# Creating new 'Smells'



## lovefish (Apr 12, 2013)

Hi there,

I am thinking about creating some new fragrances for my soaps using the essential oils I already have in the cupboard as I can't really afford to buy any new ones at the moment!

They are:

Eucaplyptus / Grapefruit (white) / Ginger / Lavender / Lemon / Lemongrass / Lime / Litsea Cubeba / Niaouli / Orange (sweet) / Patchouli / Peppermint / Rosemary / Tangerine / Tea Tree 

Firstly I want to create a rainforsty one, so I thought I could make it citrusy using the Grapefruit/ Orange/Lemon/Lime/Tangerine/Litsea as all these fruits derived from the rainforst (maybe not the Litsea?!). What percentages do you think are best. I know the grapefruit never seems to 'stick' so well.

Then I really want to make one that's for a farmer friend. I was going to make it with basil and lemongrass which smells really grassy, but i really need to use up what I currently have. So need to create something else!

I also wanted to create another two 'outdoorsey' ones. One for friend who likes hiking and for a friend who likes horse riding. I was thinking maybe Lavender & Clove for one of them, do you think that would be nice?!

I have a friend who's a chef/cook and I was thinking what combination of smells would work for him. I wonder if it's worth making it a bit disinfectanty or not?

Finally, would a grapefruit and lime combination also need some litsea in it to help it 'stick' or would the lime do that in itself? I imagine the lime could be more over powering than the grapefruit so I would probably only need a drop?

Anyway before I start it would be good to have some some guidance to help cut out too much wastage (and faffing around!) when I know there are lot of people who know a lot more about 'smells' than me! :smile:

Thanks for your help!

Lisa


----------



## lovefish (Apr 12, 2013)

Actually playing around with the scents. I am thinking for the chef friend....Lemon & Peppermint? I'm smelling it now, the peppermint seems alot stronger than the lemon. I guess I will need to be a bit more generous with the Lemon or should I put some litsea in it too or will it take over?

For the Farmer I am now thinking...Tea tree and Peppermint. The tea tree can help clean the cuts and grazes?!

For one of the outdoorsey ones, maybe Patchouli and Rosemary?

How are these sounding?!

_RAW DATA_

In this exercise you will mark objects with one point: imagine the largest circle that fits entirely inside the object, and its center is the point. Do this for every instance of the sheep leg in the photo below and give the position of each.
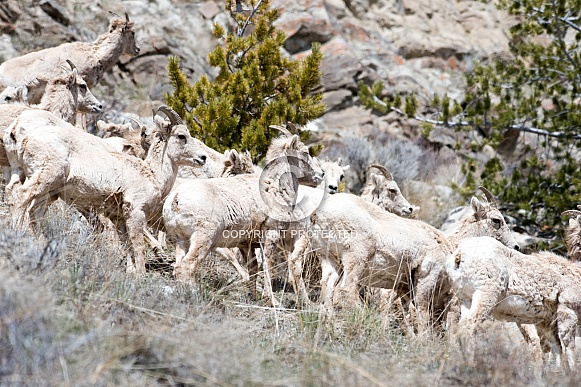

_WHAT TO WORK ON_
In the forum thread about creating new soap scents, which essential oils does the poster plan to use for the rainforest-style fragrance?

_WRITTEN RESPONSE_
Grapefruit, orange, lemon, lime, tangerine, and litsea.